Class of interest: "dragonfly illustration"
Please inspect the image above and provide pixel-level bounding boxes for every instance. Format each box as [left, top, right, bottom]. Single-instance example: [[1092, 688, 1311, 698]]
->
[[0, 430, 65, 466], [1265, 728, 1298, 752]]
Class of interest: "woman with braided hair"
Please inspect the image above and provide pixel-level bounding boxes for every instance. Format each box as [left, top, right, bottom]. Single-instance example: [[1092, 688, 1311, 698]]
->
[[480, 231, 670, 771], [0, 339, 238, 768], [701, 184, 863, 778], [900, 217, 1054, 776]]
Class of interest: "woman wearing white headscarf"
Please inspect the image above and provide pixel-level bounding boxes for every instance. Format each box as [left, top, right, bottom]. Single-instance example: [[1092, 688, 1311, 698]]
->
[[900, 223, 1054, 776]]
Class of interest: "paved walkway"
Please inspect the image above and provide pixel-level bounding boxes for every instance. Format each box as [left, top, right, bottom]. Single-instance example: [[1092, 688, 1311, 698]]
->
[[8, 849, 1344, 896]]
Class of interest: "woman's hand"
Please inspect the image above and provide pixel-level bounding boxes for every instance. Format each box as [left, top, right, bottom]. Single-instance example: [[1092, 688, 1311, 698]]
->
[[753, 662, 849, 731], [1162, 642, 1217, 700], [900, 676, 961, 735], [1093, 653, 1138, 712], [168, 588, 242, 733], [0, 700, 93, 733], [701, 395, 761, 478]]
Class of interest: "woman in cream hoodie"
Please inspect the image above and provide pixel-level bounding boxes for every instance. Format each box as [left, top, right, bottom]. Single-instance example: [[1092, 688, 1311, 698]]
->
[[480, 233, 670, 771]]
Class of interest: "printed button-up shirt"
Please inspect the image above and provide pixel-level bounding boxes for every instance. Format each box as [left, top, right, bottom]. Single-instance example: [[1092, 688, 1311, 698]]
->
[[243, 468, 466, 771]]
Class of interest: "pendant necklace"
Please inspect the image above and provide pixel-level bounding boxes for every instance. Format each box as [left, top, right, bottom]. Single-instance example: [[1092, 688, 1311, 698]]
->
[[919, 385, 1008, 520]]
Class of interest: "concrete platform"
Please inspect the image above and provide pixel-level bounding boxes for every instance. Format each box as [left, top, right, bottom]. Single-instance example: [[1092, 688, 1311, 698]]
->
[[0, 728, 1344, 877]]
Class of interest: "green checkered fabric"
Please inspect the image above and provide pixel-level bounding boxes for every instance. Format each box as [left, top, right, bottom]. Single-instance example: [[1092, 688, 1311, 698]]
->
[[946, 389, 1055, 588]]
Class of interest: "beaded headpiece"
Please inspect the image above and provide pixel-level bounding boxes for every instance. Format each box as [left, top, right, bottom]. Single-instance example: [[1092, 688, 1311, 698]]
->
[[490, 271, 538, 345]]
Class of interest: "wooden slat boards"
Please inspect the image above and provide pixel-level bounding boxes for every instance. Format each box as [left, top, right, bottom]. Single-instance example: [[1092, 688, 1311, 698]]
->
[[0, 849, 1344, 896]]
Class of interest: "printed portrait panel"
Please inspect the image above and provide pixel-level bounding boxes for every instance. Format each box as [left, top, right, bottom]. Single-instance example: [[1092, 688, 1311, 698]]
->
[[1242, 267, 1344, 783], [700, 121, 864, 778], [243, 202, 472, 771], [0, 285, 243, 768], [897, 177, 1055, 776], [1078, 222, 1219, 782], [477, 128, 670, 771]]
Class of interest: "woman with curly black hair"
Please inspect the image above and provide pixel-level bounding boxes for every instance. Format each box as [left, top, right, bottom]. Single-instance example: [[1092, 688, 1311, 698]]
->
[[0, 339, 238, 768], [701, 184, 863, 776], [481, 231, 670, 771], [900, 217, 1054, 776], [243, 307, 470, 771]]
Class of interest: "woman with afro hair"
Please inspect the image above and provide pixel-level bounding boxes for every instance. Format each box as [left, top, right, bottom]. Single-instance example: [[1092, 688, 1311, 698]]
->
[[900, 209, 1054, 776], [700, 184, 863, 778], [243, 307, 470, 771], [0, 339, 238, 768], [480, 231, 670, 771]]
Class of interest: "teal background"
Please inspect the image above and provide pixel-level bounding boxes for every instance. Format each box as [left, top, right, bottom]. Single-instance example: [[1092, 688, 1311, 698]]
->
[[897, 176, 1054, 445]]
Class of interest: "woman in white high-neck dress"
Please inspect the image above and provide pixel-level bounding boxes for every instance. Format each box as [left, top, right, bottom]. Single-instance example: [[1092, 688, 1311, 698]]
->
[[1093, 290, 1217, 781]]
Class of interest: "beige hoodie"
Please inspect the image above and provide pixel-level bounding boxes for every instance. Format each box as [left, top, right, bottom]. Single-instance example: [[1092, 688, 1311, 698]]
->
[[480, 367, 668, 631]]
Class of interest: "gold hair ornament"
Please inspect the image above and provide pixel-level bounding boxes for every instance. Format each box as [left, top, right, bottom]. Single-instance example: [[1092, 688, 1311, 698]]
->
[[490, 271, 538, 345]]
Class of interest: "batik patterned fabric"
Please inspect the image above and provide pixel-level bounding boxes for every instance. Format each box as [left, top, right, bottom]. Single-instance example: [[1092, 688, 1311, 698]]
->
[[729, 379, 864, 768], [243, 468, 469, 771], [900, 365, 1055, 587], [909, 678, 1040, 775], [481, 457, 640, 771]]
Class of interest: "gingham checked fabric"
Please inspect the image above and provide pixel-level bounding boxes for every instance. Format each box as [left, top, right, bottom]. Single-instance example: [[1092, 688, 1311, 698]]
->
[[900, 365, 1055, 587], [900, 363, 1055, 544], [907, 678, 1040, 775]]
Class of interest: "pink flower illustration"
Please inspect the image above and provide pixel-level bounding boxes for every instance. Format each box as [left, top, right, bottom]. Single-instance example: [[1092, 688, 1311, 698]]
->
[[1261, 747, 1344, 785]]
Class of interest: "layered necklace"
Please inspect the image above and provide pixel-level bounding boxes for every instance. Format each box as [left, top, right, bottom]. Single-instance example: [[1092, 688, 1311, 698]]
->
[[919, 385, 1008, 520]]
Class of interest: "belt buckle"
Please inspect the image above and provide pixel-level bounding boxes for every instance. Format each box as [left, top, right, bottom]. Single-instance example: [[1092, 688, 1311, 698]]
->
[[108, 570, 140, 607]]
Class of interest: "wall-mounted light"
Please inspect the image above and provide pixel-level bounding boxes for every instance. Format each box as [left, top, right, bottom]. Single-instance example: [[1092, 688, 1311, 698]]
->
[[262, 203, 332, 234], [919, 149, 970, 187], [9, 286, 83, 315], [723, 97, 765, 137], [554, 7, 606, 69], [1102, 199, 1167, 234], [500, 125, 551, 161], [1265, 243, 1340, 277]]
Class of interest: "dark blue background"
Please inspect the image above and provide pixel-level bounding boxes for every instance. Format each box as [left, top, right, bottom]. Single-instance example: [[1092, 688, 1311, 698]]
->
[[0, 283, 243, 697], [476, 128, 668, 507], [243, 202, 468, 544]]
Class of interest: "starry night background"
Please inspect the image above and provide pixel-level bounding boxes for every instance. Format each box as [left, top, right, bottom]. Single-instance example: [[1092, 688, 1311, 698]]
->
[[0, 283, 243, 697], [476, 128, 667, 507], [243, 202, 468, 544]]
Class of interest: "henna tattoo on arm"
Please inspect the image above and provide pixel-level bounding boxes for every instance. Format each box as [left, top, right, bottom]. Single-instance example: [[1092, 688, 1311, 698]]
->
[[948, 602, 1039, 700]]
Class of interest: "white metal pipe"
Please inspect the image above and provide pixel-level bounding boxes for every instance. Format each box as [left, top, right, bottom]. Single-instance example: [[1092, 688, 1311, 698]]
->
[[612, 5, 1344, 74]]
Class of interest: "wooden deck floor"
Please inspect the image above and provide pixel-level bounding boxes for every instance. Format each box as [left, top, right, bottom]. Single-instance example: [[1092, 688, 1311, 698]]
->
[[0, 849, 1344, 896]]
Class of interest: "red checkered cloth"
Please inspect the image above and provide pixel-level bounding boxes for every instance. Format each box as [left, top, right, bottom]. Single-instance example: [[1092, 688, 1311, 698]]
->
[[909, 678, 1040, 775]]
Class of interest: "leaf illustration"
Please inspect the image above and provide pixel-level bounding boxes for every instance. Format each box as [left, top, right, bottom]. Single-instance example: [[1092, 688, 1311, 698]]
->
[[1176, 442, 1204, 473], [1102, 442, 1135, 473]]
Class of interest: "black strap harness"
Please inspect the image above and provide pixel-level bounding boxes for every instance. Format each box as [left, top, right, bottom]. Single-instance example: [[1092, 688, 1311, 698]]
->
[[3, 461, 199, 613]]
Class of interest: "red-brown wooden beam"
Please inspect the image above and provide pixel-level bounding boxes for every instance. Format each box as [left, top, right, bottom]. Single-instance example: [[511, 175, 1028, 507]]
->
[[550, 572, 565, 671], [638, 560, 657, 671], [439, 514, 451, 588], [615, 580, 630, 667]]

--*--

Exercise → Could you return, character for character, the entries from the very first line up to and including the line containing "[[900, 223, 1054, 776]]", and nothing else?

Answer below →
Class of interest: "dragonfly illustration"
Please inspect the image above and provide pixel-level bounding boxes for every instance. Format each box as [left, top, right, bottom]. Single-instance example: [[1092, 688, 1311, 698]]
->
[[0, 430, 65, 466], [1265, 728, 1298, 752]]
Class of interest: "woman with braided hair"
Please inspect the image above and provide pixel-level bounding boxes for every instance. Format each box as [left, top, right, bottom]. Single-instance example: [[1092, 688, 1311, 698]]
->
[[480, 231, 670, 771], [0, 339, 238, 768], [701, 184, 863, 778], [900, 217, 1054, 776]]
Class of interest: "woman wearing white headscarf"
Please inspect the image above and provide pixel-level bounding boxes for every instance. Format each box as [left, top, right, bottom]. Single-instance example: [[1092, 688, 1311, 698]]
->
[[900, 223, 1054, 776]]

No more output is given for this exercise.